From the gold prices article below, reproduce word for word the passage starting with "In Tuesday’s session, U.S." and going on through "at seven-year highs.".

Excerpt provided:
####################
Gold Dips Again, But Stays at Mid-$1,800 on U.S. Inflation Scare

Gold Dips Again, But Stays at Mid-$1,800 on U.S. Inflation Scare

 Gold prices fell for a second straight day but still closed above the key mid-$1,800 level — in spite of the twin weights of rallying U.S. bond yields and the dollar.

Bullion had a scintillating seven-session run that resulted in a net gain of 4.6% over two weeks, before profit-taking began on Monday. The downside continued on Tuesday although analysts said bullish momentum in the yellow metal did not seem to be over.

“The last couple of weeks has delivered strong gains for gold which now has its sights set on the summer highs above $1,900,” said Craig Erlam, analyst at online trading platform OANDA.

Gold last traded at $1,900 levels in June.

Prior to that, it hit record highs above $2,100 in August 2020 after rallying from below $1,500 in March, during the height of the coronavirus pandemic.

In Tuesday’s session, U.S. gold futures’ most active contract, December, settled down $12.50, or 0.7%, at $1,854.10 an ounce. It peaked earlier in the day at $1,879.35 — its highest since June 15.

Gold’s recent run-up was heightened by a Labor Department report that the U.S. Consumer Price Index, which represents a basket of products ranging from gasoline and health care to groceries and rents, rose 6.2% during the year to October. It was the fastest growth of the so-called CPI since November 1990, an acceleration driven mostly by pump prices of fuel running at seven-year highs.

Bullion has always been touted as an inflation hedge. But it wasn’t able to live up to that billing earlier this year as intense speculation that the Federal Reserve will be forced into a faster-than-expected rate hike sent Treasury yields and the dollar rallying instead.

That trend abated somewhat after Fed Chair Jay Powell assured earlier this month that the central bank will be patient with any rate hike that will only come after in the later half of the next year.
####################
Records provided:

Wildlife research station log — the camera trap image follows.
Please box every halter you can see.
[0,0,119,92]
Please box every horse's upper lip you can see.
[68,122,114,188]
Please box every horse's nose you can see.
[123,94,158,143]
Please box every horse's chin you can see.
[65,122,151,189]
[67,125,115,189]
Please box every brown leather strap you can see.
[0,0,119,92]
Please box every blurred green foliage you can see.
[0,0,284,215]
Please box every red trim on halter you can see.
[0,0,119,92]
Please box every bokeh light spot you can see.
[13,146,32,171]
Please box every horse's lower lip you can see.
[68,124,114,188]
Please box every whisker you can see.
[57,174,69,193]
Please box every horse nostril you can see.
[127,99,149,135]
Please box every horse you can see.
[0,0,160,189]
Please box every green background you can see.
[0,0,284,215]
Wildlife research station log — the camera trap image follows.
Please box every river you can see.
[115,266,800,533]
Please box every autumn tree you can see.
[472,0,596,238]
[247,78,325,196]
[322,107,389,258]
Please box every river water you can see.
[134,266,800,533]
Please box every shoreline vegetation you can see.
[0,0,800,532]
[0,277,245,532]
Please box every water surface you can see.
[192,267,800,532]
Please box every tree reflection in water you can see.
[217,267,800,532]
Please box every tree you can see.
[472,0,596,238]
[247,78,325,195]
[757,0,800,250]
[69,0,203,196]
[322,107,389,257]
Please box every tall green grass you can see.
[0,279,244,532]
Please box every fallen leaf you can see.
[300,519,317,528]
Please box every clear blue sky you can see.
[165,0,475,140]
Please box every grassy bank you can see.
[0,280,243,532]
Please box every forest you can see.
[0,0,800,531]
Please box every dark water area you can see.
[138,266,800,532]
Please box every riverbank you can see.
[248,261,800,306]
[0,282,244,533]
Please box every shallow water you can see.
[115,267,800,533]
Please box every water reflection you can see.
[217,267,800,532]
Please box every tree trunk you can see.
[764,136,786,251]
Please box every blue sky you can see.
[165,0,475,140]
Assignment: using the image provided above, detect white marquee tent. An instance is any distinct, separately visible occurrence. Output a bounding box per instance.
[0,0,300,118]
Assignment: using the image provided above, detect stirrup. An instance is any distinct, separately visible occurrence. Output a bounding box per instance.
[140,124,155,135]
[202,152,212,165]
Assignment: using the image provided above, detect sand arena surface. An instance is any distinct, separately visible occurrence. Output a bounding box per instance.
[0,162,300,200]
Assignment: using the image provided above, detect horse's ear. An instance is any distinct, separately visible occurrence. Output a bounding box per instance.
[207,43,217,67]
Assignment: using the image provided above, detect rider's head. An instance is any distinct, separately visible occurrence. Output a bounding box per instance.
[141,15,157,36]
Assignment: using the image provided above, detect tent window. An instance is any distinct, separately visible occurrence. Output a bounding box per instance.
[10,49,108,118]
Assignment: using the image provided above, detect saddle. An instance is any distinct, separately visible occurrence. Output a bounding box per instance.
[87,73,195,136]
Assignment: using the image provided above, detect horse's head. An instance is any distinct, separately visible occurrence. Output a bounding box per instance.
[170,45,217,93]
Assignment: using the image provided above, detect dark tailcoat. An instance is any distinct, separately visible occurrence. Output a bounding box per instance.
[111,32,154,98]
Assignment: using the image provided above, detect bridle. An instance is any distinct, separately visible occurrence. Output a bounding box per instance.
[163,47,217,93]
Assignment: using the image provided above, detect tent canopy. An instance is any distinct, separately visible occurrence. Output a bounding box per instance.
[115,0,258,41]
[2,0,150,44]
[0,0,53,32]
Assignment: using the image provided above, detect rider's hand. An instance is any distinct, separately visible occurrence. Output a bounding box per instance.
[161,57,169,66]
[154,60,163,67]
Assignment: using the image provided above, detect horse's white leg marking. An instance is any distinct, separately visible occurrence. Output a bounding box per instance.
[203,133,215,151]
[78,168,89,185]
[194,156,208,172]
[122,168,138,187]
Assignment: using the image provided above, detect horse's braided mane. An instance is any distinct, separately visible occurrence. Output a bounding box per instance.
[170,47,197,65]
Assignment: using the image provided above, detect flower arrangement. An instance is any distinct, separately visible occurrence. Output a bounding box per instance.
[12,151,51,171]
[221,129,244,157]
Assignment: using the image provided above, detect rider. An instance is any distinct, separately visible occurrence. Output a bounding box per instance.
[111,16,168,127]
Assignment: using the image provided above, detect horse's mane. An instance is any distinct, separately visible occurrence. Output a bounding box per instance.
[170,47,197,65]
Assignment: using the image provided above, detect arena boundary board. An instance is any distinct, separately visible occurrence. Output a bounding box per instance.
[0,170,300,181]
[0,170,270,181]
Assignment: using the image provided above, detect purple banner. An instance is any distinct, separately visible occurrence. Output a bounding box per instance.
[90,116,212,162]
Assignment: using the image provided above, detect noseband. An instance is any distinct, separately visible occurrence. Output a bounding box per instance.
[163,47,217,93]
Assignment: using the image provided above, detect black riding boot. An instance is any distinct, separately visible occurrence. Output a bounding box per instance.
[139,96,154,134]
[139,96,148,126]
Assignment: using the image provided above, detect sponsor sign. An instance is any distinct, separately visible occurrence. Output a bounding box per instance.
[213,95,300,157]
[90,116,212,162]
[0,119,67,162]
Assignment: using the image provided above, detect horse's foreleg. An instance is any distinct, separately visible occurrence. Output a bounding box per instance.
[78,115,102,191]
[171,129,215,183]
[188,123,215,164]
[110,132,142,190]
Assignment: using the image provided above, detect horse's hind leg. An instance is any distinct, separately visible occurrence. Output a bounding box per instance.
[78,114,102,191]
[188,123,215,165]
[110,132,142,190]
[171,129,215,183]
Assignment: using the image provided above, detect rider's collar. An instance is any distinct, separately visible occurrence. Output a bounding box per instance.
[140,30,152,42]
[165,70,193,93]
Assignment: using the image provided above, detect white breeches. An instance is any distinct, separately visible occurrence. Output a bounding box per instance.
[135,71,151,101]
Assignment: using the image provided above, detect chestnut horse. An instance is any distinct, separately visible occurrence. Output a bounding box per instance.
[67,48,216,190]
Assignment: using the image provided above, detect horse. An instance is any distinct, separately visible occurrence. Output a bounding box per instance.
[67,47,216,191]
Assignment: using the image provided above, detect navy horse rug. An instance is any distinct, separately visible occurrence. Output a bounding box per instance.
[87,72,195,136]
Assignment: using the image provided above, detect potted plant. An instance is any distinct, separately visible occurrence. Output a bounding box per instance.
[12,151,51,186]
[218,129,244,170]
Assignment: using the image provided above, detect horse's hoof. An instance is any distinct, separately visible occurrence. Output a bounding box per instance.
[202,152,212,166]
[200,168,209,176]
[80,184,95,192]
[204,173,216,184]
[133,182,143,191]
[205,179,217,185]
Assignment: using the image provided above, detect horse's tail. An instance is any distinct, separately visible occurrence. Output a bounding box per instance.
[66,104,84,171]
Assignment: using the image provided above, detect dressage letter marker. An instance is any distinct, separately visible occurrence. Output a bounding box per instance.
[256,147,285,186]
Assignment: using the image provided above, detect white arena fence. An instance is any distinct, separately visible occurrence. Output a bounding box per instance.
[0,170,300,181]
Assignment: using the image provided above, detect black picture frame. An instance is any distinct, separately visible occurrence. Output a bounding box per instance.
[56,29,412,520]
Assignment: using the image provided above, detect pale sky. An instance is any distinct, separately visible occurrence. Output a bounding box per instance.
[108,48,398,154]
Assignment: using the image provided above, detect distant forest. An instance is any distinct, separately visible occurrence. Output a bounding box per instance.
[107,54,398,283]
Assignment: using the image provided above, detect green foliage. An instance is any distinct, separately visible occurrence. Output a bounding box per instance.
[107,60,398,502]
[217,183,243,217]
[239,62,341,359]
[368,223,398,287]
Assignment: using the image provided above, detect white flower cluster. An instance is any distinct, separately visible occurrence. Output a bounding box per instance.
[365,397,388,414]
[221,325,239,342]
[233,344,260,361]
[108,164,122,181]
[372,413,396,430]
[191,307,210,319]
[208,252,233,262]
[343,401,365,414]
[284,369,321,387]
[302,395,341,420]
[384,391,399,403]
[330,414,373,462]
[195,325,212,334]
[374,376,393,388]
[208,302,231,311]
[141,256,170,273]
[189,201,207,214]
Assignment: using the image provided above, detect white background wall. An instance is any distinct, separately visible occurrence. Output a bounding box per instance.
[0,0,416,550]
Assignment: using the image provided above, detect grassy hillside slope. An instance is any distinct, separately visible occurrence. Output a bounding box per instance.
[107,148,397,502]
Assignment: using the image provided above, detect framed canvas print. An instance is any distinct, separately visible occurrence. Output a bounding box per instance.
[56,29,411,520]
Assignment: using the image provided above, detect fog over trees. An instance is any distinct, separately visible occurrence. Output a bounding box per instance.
####################
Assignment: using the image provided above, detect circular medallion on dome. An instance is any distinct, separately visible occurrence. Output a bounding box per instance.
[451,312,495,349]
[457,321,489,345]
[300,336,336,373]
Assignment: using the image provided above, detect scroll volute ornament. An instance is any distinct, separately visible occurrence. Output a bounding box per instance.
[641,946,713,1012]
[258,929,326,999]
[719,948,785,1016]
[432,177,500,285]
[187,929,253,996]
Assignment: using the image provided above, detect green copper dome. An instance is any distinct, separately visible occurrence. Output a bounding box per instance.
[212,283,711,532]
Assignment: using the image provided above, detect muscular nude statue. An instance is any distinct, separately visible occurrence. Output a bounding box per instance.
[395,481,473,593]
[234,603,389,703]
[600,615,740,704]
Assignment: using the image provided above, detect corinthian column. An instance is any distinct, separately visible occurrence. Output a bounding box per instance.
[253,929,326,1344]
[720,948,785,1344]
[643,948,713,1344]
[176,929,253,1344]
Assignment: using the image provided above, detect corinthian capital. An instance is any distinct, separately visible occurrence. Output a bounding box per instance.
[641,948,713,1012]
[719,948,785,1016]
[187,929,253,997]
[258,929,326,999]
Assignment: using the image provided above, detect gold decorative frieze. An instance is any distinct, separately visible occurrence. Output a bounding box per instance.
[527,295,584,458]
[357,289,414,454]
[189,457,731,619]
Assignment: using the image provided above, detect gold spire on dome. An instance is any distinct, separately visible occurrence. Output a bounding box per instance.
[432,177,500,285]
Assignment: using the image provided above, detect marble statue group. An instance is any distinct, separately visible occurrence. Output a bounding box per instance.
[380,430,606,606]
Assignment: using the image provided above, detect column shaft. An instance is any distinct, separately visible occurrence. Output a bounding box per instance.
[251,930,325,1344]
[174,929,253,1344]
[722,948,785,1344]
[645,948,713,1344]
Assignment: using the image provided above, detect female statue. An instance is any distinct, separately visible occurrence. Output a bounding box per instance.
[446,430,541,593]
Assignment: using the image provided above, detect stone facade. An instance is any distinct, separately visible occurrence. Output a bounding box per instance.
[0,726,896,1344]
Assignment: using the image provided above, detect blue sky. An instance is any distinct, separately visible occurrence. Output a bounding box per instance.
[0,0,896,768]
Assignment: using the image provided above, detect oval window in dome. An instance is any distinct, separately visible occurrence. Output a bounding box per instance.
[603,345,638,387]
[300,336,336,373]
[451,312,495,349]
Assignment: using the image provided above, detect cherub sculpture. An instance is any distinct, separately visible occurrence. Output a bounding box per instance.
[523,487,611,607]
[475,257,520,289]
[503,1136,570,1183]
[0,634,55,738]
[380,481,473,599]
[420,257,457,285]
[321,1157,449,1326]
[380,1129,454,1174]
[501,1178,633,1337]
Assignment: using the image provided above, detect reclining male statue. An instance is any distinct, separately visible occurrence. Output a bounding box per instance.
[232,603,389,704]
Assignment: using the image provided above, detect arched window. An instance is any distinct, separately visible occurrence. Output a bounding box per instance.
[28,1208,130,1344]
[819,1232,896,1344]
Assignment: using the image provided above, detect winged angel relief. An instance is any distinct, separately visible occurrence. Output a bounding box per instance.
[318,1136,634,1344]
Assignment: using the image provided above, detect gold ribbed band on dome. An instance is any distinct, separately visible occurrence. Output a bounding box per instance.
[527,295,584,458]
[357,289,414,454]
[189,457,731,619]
####################
Answer to the exercise:
In Tuesday’s session, U.S. gold futures’ most active contract, December, settled down $12.50, or 0.7%, at $1,854.10 an ounce. It peaked earlier in the day at $1,879.35 — its highest since June 15.

Gold’s recent run-up was heightened by a Labor Department report that the U.S. Consumer Price Index, which represents a basket of products ranging from gasoline and health care to groceries and rents, rose 6.2% during the year to October. It was the fastest growth of the so-called CPI since November 1990, an acceleration driven mostly by pump prices of fuel running at seven-year highs.